- Exercise objective
Pull out every line of the material below that contains the string "chrome", matching case exactly.
□ □ □
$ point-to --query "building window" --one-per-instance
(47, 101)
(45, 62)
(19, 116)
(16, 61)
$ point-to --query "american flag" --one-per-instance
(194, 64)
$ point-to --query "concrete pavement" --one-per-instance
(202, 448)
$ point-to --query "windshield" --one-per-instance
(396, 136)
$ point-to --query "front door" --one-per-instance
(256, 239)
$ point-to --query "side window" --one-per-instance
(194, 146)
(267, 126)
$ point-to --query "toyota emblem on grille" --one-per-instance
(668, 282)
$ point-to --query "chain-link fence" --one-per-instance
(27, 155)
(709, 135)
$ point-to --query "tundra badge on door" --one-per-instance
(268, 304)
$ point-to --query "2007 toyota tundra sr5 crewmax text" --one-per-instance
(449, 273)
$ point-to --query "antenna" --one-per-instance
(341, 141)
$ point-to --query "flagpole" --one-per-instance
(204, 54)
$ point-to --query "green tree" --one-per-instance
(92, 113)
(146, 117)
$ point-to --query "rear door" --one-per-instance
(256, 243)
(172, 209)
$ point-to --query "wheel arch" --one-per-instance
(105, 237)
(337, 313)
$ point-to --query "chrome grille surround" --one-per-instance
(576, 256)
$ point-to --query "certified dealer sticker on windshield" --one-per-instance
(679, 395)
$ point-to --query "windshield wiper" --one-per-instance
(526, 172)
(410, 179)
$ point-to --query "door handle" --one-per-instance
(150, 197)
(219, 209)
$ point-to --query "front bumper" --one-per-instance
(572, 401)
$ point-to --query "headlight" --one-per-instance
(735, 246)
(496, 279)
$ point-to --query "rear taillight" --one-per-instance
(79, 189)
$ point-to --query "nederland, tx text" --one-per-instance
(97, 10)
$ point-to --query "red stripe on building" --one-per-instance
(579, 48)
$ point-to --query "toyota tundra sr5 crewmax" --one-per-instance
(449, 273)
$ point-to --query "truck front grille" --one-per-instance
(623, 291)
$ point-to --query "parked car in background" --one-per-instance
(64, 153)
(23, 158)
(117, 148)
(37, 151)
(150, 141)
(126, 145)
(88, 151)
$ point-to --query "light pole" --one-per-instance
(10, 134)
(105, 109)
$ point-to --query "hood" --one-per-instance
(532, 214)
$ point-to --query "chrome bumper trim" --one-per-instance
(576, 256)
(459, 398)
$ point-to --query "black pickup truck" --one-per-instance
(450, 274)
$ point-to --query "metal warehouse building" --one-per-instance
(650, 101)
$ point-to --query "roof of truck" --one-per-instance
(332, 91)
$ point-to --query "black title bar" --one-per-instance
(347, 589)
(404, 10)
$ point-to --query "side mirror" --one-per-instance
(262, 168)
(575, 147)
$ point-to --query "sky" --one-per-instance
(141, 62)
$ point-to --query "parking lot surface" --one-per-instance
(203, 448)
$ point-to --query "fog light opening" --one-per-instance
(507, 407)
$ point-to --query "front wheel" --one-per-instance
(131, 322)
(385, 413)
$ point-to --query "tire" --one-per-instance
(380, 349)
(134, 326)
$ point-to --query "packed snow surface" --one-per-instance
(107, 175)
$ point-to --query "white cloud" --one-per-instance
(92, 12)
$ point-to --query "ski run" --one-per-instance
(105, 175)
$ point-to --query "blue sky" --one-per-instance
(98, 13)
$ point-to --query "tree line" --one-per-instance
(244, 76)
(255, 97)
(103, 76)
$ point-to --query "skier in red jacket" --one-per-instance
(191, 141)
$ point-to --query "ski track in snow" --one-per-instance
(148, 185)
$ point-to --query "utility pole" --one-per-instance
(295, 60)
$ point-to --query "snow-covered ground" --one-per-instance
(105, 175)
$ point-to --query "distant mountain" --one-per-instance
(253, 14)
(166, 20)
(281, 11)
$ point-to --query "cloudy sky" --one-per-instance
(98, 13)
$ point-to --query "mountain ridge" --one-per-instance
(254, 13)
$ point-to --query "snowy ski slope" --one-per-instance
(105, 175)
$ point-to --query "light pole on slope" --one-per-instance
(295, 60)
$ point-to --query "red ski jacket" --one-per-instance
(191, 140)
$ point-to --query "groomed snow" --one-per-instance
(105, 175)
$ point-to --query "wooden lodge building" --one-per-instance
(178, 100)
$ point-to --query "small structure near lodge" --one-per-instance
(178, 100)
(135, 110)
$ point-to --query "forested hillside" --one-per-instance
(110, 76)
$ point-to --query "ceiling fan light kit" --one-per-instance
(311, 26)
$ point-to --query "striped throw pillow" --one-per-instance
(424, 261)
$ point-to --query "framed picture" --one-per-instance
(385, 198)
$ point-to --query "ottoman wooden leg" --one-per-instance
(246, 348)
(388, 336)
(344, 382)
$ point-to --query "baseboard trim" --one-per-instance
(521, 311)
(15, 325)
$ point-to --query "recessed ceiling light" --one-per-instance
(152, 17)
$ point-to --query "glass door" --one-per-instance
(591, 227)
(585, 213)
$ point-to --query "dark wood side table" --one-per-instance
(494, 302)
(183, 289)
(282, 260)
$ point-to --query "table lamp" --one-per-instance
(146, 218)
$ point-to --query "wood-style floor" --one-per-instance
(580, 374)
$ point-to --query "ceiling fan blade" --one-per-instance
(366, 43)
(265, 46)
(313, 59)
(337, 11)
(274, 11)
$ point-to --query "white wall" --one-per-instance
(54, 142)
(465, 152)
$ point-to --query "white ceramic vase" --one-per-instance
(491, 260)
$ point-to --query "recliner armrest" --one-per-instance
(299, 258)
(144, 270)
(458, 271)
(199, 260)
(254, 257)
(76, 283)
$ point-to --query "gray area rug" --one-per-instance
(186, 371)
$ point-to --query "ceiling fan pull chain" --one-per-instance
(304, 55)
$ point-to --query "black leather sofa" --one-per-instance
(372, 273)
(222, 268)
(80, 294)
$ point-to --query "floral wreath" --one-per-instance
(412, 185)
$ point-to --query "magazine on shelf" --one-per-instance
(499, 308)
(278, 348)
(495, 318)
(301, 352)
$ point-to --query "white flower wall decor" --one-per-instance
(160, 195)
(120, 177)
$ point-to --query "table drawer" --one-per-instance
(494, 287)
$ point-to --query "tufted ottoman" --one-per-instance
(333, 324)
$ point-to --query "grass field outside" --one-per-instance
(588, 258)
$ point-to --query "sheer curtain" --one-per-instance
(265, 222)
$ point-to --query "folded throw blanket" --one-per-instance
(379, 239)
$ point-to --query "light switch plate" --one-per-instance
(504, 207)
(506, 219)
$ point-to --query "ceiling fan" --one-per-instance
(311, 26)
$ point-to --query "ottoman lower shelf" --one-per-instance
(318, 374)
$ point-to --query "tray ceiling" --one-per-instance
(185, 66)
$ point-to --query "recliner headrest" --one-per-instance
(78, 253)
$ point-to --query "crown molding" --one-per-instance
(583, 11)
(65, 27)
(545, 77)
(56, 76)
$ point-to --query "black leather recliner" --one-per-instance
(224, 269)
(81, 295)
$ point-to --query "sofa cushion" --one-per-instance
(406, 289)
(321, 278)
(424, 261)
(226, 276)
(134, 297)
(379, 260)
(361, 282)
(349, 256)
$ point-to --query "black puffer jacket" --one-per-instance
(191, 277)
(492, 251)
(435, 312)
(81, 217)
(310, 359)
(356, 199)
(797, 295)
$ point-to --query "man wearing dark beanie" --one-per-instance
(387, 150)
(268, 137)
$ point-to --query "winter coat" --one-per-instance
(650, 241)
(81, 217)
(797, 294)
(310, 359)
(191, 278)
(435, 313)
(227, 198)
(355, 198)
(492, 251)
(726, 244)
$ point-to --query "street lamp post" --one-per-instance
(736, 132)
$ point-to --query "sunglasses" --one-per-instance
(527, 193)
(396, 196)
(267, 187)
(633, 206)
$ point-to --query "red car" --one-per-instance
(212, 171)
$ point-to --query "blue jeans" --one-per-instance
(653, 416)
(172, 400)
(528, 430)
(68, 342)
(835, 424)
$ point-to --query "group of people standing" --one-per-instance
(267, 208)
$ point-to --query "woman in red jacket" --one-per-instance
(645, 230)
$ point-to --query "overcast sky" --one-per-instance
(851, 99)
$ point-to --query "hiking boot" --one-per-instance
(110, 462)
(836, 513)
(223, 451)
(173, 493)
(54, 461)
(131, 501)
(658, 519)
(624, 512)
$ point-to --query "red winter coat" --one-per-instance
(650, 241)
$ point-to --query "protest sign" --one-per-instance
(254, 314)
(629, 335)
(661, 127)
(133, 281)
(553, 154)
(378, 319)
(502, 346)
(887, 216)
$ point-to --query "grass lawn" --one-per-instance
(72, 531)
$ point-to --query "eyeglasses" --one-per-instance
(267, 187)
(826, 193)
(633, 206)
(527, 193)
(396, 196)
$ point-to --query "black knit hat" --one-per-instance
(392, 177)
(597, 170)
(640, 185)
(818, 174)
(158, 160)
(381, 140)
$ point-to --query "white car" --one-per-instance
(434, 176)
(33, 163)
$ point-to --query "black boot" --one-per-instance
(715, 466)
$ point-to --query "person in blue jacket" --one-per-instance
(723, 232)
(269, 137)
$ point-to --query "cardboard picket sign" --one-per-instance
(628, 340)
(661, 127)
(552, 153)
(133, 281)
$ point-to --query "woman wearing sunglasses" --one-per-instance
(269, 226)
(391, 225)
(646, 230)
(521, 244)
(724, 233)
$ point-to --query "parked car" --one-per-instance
□ □ □
- Task response
$ point-to --query "chrome grille surround" --one-per-instance
$ point-to --query "chrome bumper trim" --one-per-instance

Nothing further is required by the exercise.